* Job
Render every entry verbatim.

(Records from a data collection)
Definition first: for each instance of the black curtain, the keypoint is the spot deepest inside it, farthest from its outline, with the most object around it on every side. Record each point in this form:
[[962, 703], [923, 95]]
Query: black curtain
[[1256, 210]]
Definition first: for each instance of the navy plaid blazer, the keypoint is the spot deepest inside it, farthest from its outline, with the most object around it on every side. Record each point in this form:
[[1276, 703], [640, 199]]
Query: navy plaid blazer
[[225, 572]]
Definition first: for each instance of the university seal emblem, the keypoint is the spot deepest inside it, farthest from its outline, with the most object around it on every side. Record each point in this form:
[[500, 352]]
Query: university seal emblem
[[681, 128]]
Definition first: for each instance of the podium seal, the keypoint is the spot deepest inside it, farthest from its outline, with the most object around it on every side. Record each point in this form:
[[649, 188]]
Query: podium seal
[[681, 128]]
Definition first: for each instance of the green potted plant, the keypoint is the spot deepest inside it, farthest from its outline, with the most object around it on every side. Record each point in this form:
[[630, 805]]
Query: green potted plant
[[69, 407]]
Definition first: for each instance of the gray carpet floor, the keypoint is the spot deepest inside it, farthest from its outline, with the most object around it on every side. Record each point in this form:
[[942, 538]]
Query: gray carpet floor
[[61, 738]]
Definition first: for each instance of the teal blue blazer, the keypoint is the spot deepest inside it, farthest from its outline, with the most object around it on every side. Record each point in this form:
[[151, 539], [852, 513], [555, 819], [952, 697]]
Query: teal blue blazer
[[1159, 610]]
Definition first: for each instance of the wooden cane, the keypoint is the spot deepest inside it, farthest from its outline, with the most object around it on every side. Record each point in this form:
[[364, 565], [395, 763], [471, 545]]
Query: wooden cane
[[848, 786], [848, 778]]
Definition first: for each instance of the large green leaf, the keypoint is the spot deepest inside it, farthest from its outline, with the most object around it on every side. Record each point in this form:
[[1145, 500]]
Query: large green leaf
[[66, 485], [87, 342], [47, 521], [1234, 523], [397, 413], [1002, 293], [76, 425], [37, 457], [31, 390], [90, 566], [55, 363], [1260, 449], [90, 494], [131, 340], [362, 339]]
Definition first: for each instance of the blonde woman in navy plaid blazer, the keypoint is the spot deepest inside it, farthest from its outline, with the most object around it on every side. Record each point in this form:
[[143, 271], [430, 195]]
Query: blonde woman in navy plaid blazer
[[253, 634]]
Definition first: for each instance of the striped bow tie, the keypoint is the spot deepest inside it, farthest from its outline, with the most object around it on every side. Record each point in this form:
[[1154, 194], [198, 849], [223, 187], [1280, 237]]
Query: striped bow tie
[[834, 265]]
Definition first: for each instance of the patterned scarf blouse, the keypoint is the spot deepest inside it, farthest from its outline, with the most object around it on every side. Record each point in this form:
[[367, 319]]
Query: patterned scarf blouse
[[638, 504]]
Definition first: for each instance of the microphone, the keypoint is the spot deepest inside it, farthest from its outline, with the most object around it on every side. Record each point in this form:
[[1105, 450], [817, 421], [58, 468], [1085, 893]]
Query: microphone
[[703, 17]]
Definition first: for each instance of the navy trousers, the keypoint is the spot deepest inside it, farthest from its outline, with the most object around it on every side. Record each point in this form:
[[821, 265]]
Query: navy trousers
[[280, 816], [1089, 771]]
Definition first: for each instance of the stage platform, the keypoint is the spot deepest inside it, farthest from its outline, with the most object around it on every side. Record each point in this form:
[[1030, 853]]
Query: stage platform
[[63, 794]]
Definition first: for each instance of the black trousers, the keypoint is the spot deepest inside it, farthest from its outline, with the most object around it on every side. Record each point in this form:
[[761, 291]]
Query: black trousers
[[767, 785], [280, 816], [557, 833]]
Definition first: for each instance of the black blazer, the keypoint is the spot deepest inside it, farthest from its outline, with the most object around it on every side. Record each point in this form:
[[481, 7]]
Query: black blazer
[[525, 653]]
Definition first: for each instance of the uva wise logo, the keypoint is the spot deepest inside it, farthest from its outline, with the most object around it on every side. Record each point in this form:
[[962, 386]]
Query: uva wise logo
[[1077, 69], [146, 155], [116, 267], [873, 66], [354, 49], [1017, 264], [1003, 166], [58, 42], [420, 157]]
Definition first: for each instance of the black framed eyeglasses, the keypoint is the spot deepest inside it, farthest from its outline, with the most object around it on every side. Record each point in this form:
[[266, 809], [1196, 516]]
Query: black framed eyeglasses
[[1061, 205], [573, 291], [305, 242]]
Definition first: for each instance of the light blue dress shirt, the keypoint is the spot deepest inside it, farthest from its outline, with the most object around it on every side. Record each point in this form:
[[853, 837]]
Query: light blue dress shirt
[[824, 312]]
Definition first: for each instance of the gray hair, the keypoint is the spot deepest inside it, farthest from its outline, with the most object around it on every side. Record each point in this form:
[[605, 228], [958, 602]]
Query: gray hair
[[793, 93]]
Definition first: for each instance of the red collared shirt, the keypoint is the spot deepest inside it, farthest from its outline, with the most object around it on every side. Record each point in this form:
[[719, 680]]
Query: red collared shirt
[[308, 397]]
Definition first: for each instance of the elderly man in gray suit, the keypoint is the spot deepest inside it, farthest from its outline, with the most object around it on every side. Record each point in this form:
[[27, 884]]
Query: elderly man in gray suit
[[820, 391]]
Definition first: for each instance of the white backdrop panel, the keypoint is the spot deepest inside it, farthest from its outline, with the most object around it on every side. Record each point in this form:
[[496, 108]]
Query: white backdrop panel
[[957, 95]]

* Output of the exercise
Definition first: for each instance of the black curtain, the keypoint is the spot deepest inside it, farthest from its outline, with the most object around it on every side. Record each point in this form:
[[962, 703], [923, 95]]
Query: black curtain
[[1256, 210]]
Definition first: for each instance of the navy plaid blazer, the keypoint is the spot deepest inside it, farthest from its outline, with the most object around it on every side. Record each point in this form:
[[1276, 703], [640, 199]]
Query: navy plaid blazer
[[225, 572]]
Definition first: for each instance of the university seal emblem, the keypoint is the spot deepest inside it, farthest from its outline, with the most object around it on every side. Record each point in this form:
[[500, 352]]
Query: university seal emblem
[[681, 128]]
Definition first: for each instance of the podium seal, the keypoint is the spot deepest inside it, farthest from its outline, with the most object around it on every side. Record each point in this form:
[[649, 188]]
Query: podium seal
[[681, 128]]
Definition first: for each instance of the green potted plant, the keypoint is the spot deepest inside it, farthest from its outline, with the most object around it on every side. Record each point in this form:
[[630, 805]]
Query: green potted plant
[[69, 407]]
Definition first: for each instance of the gray carpet floor, the keypoint is the spot deepest inside it, farthest from its outline, with the most object around it on every side. Record each point in this form:
[[942, 538]]
Query: gray carpet floor
[[61, 738]]
Definition first: for each instance of the teal blue blazer, the keypoint is the spot deepest inside it, farthest from its outline, with the most object around it on every side. Record each point in this form:
[[151, 539], [852, 513], [555, 819], [952, 697]]
Query: teal blue blazer
[[1159, 610]]
Definition first: for each instance of the wooden cane, the keypoint is the spot deepest inside it, farthest from its outline, with the most object around it on every side. Record each point in this form:
[[364, 565], [395, 763], [471, 545]]
Query: wooden cane
[[848, 786], [848, 778]]
Definition first: for each instance of the large green leaf, the keypoint is the spot deepest inside it, farthest from its outline, with the most object around it on every side. Record each point in this form:
[[1145, 500]]
Query: large green leaf
[[66, 485], [87, 342], [47, 521], [1234, 523], [397, 413], [1002, 293], [76, 425], [37, 457], [31, 390], [90, 566], [55, 363], [1260, 449], [90, 494], [131, 340], [362, 339]]
Definition first: for each instance of the blonde woman in navy plaid blazer, the keypoint is the spot deepest inside it, farthest from its outline, with the most object around it on every side. Record each point in this form:
[[143, 271], [430, 195]]
Query: blonde woman in navy plaid blazer
[[253, 634]]
Definition first: for each instance of the striped bow tie, the keypoint is the spot deepest inside it, farthest from its outline, with the most object around it on every side. Record each point in this form:
[[1154, 194], [198, 849], [223, 187], [1280, 237]]
Query: striped bow tie
[[834, 265]]
Definition first: for each instance of the patterned scarf blouse, the keypoint is the spot deepest inside it, farthest from its outline, with the most object around it on every side. Record each point in this form:
[[367, 319]]
Query: patterned scarf blouse
[[638, 504]]
Definition first: for each instance of the microphone, the keypoint is the spot deepest inside it, farthest from its outline, with the most object around it on every side. Record each point in this form:
[[1105, 450], [817, 421], [58, 468], [1085, 893]]
Query: microphone
[[703, 17]]
Definition first: for each instance of the navy trousers, the keypoint is the spot deepest inside it, farthest from its outline, with the most object around it on every side. Record each point in this form:
[[821, 265]]
Query: navy trousers
[[280, 816], [1089, 771]]
Definition first: for each instance of the stage platform, the keypoint is the spot deepest inside it, farthest from its outline, with the most object around it on every side. Record each point in this form:
[[1030, 853]]
Query: stage platform
[[63, 794]]
Definition first: for each instance of the black trousers, the keypoint is the spot deepest inside it, farthest from its outline, with the most object around it on every side. Record each point in this form:
[[761, 291]]
Query: black trousers
[[767, 785], [280, 816], [557, 833]]
Definition first: for each instance of the black blazer, the keypoint is the spot deepest inside it, farthest from its outline, with the most object around it on every side. Record each point in this form:
[[481, 7]]
Query: black blazer
[[525, 653]]
Definition first: for each instance of the uva wise logo, the keypoint is the spot deepest inside it, farthest from its outline, with the most object around it on every side. Record each point in this form:
[[962, 386]]
Query: uva wise logo
[[1077, 69], [146, 155], [116, 267], [873, 66], [354, 49], [1017, 264], [1003, 166], [58, 42], [420, 157]]
Definition first: for each instance of the black framed eyeglasses, the keypoint is the spot deepest inside it, farthest from its outline, with the most object around it on every side. Record each point in this form:
[[266, 809], [1196, 516]]
Query: black framed eyeglasses
[[1061, 205], [573, 291], [305, 242]]
Definition first: for each instance of the light blue dress shirt, the keypoint is the spot deepest inside it, farthest from its outline, with the most object around it on every side. Record each point in this form:
[[853, 837]]
Query: light blue dress shirt
[[824, 312]]
Definition first: for each instance of the gray hair, the keypoint is the spot deepest inside it, farthest from its outline, with the most object around it on every side. Record each point in this form:
[[605, 228], [958, 602]]
Query: gray hair
[[793, 93]]
Definition first: for each instance of the red collared shirt, the keypoint is the spot deepest inside it, farthest from its outline, with the most object around it on every side. Record each point in this form:
[[719, 680]]
Query: red collared shirt
[[308, 397]]
Definition first: for each instance of the elderly man in gray suit, the keypoint is the spot deepest inside it, farthest from its outline, with the most object around it on every side. Record each point in this form:
[[27, 884]]
Query: elderly man in gray suit
[[820, 391]]
Definition first: for each instance of the white backdrop panel, the keypoint is the spot deepest inside it, farthest from its outline, with the most object around it on every side. Record each point in this form:
[[496, 108]]
Query: white backdrop panel
[[957, 95]]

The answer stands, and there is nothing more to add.